# INSTRUCCIONES Y REQUISITOS
Cuenta las líneas del material que contienen la palabra "puffer" y responde únicamente con el número.

Entradas de etiquetado de segmentación
=-=-=-=-=

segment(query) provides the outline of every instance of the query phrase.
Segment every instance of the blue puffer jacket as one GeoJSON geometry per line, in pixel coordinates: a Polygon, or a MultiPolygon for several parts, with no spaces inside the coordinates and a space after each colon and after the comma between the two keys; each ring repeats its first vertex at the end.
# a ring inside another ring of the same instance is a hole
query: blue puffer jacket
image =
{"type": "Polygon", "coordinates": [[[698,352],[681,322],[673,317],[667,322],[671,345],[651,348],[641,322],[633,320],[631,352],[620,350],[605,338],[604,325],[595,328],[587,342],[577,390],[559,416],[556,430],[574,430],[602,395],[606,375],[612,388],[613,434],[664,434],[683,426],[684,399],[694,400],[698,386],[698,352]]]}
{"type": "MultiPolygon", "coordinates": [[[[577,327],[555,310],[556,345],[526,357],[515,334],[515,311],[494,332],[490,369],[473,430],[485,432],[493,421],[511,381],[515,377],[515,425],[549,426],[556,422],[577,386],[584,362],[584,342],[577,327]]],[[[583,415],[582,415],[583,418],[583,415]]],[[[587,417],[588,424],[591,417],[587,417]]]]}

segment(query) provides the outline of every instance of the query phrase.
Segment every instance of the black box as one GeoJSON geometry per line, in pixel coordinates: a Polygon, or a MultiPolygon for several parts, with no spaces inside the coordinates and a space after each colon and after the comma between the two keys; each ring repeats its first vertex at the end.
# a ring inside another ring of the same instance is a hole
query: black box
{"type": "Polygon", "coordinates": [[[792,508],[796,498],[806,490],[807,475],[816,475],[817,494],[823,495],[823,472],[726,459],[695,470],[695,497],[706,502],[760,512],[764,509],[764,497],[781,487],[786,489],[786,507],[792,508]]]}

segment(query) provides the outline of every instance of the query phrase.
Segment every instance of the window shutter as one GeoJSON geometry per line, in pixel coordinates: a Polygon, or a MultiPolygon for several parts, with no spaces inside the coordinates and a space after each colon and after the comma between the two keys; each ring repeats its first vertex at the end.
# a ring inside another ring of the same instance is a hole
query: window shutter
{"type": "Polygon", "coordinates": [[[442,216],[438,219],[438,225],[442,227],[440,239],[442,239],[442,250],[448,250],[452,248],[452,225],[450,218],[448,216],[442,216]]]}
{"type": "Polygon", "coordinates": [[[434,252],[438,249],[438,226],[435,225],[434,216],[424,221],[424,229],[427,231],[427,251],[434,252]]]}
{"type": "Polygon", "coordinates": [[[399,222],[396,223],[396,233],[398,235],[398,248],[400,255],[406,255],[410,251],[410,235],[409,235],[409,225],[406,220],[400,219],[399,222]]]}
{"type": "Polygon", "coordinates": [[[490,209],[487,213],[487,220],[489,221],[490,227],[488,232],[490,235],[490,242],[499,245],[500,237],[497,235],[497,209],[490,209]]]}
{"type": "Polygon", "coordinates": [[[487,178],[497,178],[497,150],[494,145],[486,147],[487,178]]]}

=-=-=-=-=

# SOLUCIÓN DEL PROBLEMA
2